▶ [WORK INSTRUCTION]: Copy out all lines of the listing below that hold "Task".

▶ [INPUT DATA]:
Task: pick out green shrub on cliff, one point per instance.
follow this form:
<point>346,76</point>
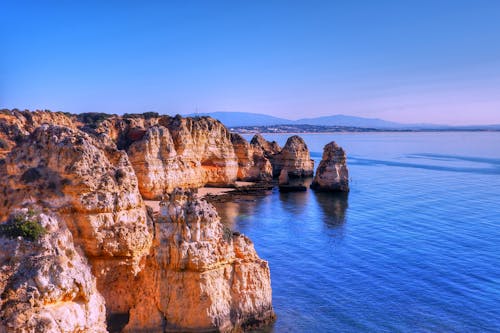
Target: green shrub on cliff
<point>24,224</point>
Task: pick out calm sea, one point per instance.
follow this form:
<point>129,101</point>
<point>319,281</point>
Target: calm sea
<point>414,247</point>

▶ [WRITTEN RESPONSE]:
Task: pick out green shrub on cliff, one point per instance.
Task: pick out calm sea, one point per instance.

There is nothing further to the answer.